On Thursday, April 2, 2015 at 11:10:45 AM UTC-7, Don Y wrote:
> On 4/2/2015 10:10 AM, edward.ming.lee@gmail.com wrote: > > >> Of course, the actual devices in your box will dictate whose solution > >> works best for you. > > > > I usually avoid Broadcom whenever possible. Only binary drivers are > > available, so nobody else can see or fix problems. The problem seems to > > appear when both interfaces are active; namely, only for firewall/gateway > > servers. These boxes were loaded with Intel and QLogic Fibre Channel > > adapters. I guess they didn't care about the Broadcom problem before. Just > > wondering if we should go with more Intel or QLogic RJ45 adapters. > > With the broadcom devices, there are *two* issues to deal with: > - the actual driver
Let's call this "firmware wrapper".
> - the device's firmware > Drivers are usually fixable -- as the sources are available. > OTOH, the firmware is another matter. > > FWIW, I've had good success with FreeBSD and Broadcom. The same wasn't > true about NetBSD (and the exact same devices). E.g., I recall NetBSD > getting the interfaces "backwards" (swapped) in some places -- but not > in others. This made it a real crap-shoot to try to configure each > interface individually (as well as understanding to which *physical* > interface a given set of messages pertained!)

» DATA LINES

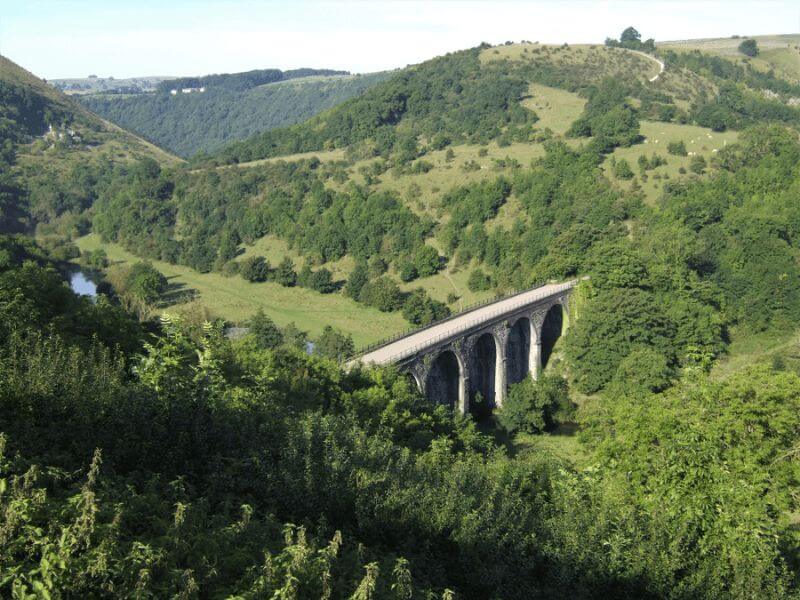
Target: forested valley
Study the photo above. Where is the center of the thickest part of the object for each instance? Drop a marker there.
(231, 107)
(145, 453)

» WRITTEN PROBLEM 1
List every hardware vendor named in the post about network adapters above.
» WRITTEN PROBLEM 2
Continue the post about network adapters from the point where it stops.

» RESPONSE 1
Broadcom, Intel, QLogic

» RESPONSE 2
There was a timeout prior to losing the interface. Web search shows some issues regarding off-load checksum to the driver, rather than done by the TCP stack. The device is taking too long or not dealing with errors properly. However, there is no easy way to disable this features from the "wrapper". Perhaps some versions of the firmware had this disabled. Or it could be other problems. That's why i hate binary (firmware) drivers. In normal drivers, we can selectively enable/disable features, or at least see the options.
On 4/3/2015 8:10 AM, edward.ming.lee@gmail.com wrote:
> On Thursday, April 2, 2015 at 11:10:45 AM UTC-7, Don Y wrote: >> On 4/2/2015 10:10 AM, edward.ming.lee@gmail.com wrote: >> >>>> Of course, the actual devices in your box will dictate whose solution >>>> works best for you. >>> >>> I usually avoid Broadcom whenever possible. Only binary drivers are >>> available, so nobody else can see or fix problems. The problem seems >>> to appear when both interfaces are active; namely, only for >>> firewall/gateway servers. These boxes were loaded with Intel and QLogic >>> Fibre Channel adapters. I guess they didn't care about the Broadcom >>> problem before. Just wondering if we should go with more Intel or >>> QLogic RJ45 adapters. >> >> With the broadcom devices, there are *two* issues to deal with: - the >> actual driver > > Let's call this "firmware wrapper".
Yes, but it *does* have some functionality. "Wrapper" sort of dismisses that.
>> - the device's firmware Drivers are usually fixable -- as the sources are >> available. OTOH, the firmware is another matter. >> >> FWIW, I've had good success with FreeBSD and Broadcom. The same wasn't >> true about NetBSD (and the exact same devices). E.g., I recall NetBSD >> getting the interfaces "backwards" (swapped) in some places -- but not in >> others. This made it a real crap-shoot to try to configure each interface >> individually (as well as understanding to which *physical* interface a >> given set of messages pertained!) > > There was a timeout prior to losing the interface.
Exhausting the resources made available to it (e.g., mbufs)?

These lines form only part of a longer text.